任务要求:
在关于ZooKeeper的文本中，找到以含有“dataLogDir(txn log) and”的词句开头、以“si = getRequest()”结尾的那一部分，一字不改地输出。

所给文本:
>>>>>

此外，zk与client的conn断开后，client会连接下一个zk，在此期间的事件lost
例如，watch NodeCreated事件，在client重新连接期间，该node created，那么client将永远无法获取该事件

watch同一个znode多次，会收到几条event?

由于WatchManager的实现，相同类型的watch在一个path上被set多次，只会触发一次

create("/foo", EPHEMERAL_SEQUENTIAL)
exists("/foo", watcher) // 那么这个watch事件是永远不会trigger的，因为path不同，见WatchManager的实现

Client

recvLoop里任意的错误，都会pick next server and authentication，进入新的循环

• conn reset by peer
• conn EOF
• receive packet timeout
• session expire

time

• conn.recvTimeout = sessionTimeout * 2 / 3
• ping interval = sessionTimeout / 3

例如，sessionTimeout=30s，那么client在等待20s还得不到response，就会try next server
恰好赶在ping的窗口期 10+20=30

Q/A

client ping是如何保持住session的?

client连接s1，定期ping，但s1 crash后client连接s2，为什么session能保持住?

connect(s2)
send(ConnectRequest{LastZxidSeen, SessionID}) // SessionID是s1当时分配的
var r ConnectResponse = recv()
if r.SessionID == 0 {
    // session expire
}

createSession会通过txn，因此client可以failover
server在sessionTimeout内没有收到ping，就会closeSession，它也通过txn

session id

zk session id assigned by server, global unique

func initializeNextSession(id=1) {
    long nextSid = 0;
    nextSid = (System.currentTimeMillis() << 24) >>> 8;
    nextSid =  nextSid | (id <<56);
    return nextSid;
}

后面的session id就是这个种子基础上 increment by 1

Snapshot

dataLogDir(txn log) and dataDir(snapshot) should be placed in 2 disk devices
如果txn log和snapshot处于同一块硬盘，异步的snapshot可能会block txn log，连锁反应就是把proposal阻塞，进而造成follower重新选举

when

• System.getProperty(“zookeeper.snapCount”), 默认值100,000
• takeSnapshot的时间在50,000 ~ 100,0000 之间的随机值
• txn数量超过snapCount+随机数
  • roll txn log
  • 创建一个线程，异步执行takeSnapshot。但前面的takeSnapshot线程未完成，则放弃
    Too busy to snap, skipping

Request si = getRequest()

<<<<<

所给数据:
>>>>>

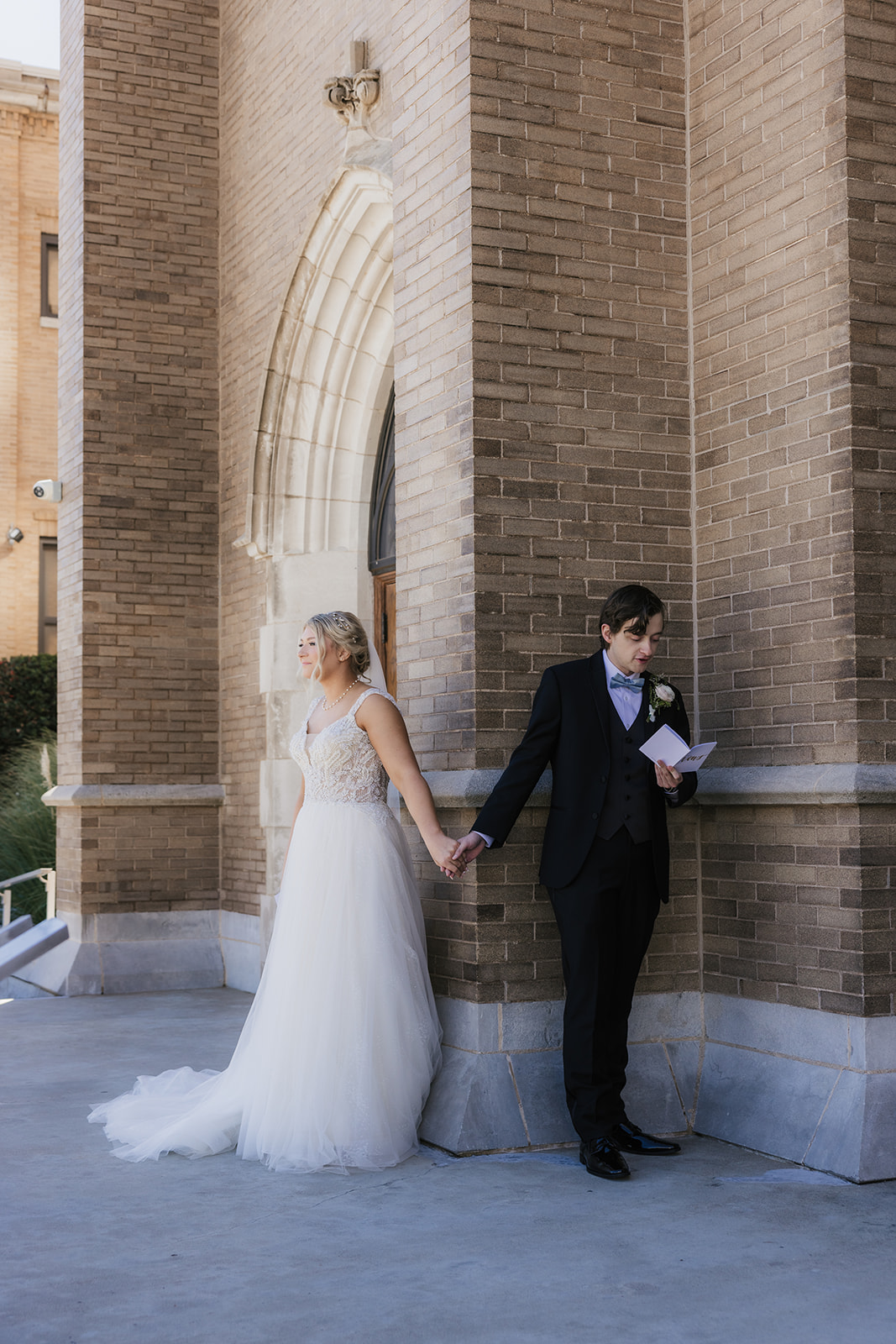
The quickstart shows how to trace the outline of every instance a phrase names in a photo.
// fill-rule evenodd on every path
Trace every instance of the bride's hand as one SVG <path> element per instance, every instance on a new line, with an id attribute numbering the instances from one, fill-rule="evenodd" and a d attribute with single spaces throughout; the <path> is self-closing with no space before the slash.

<<<<<

本题答案:
dataLogDir(txn log) and dataDir(snapshot) should be placed in 2 disk devices
如果txn log和snapshot处于同一块硬盘，异步的snapshot可能会block txn log，连锁反应就是把proposal阻塞，进而造成follower重新选举

when

• System.getProperty(“zookeeper.snapCount”), 默认值100,000
• takeSnapshot的时间在50,000 ~ 100,0000 之间的随机值
• txn数量超过snapCount+随机数
  • roll txn log
  • 创建一个线程，异步执行takeSnapshot。但前面的takeSnapshot线程未完成，则放弃
    Too busy to snap, skipping

Request si = getRequest()